The lines to be copied run from the one containing "For every instance of the distant" to the end of the material below; reproduce them exactly, including both ends, and nothing more.

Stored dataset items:

##############################

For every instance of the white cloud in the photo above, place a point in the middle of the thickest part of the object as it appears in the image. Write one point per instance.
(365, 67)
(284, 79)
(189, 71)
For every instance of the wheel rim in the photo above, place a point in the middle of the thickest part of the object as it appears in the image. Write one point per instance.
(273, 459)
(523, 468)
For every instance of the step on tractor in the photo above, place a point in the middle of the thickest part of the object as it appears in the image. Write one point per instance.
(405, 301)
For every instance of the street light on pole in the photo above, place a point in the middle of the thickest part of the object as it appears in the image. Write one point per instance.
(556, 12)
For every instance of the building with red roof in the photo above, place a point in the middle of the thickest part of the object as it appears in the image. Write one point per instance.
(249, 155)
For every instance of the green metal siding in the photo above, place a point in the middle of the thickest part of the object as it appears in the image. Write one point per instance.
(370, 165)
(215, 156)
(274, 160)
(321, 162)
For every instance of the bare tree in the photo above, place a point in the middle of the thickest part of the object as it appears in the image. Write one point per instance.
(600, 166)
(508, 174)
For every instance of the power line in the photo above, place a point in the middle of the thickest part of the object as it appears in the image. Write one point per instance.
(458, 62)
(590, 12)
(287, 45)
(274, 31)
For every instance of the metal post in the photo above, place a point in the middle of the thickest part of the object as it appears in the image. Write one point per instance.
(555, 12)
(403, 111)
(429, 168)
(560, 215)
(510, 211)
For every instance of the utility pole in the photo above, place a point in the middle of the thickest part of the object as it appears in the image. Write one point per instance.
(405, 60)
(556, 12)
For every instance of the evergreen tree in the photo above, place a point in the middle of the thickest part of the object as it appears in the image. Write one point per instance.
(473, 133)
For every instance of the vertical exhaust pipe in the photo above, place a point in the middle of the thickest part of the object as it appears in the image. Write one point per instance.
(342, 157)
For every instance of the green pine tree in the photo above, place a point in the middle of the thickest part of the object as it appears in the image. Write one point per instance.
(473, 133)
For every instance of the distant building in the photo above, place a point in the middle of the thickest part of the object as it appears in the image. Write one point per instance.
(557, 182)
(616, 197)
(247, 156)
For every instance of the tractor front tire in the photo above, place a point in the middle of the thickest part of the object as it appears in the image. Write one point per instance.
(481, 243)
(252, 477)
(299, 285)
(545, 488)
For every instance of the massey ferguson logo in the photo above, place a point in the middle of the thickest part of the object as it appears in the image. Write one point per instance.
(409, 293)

##############################

FULL RESPONSE:
For every instance of the distant building in the photo above, place a point in the middle of the thickest part of the object as it appears in the image. Write one point per instance.
(557, 182)
(616, 197)
(247, 156)
For every instance of the tractor front tire in the photo above, place a point in the middle of the thickest part of the object as it appears in the image. Write one point per instance.
(481, 243)
(252, 477)
(299, 285)
(545, 488)
For every instance of the massey ferguson logo in the photo above, place a point in the middle of the thickest part of the object as it appears in the image. Write one point per instance.
(409, 293)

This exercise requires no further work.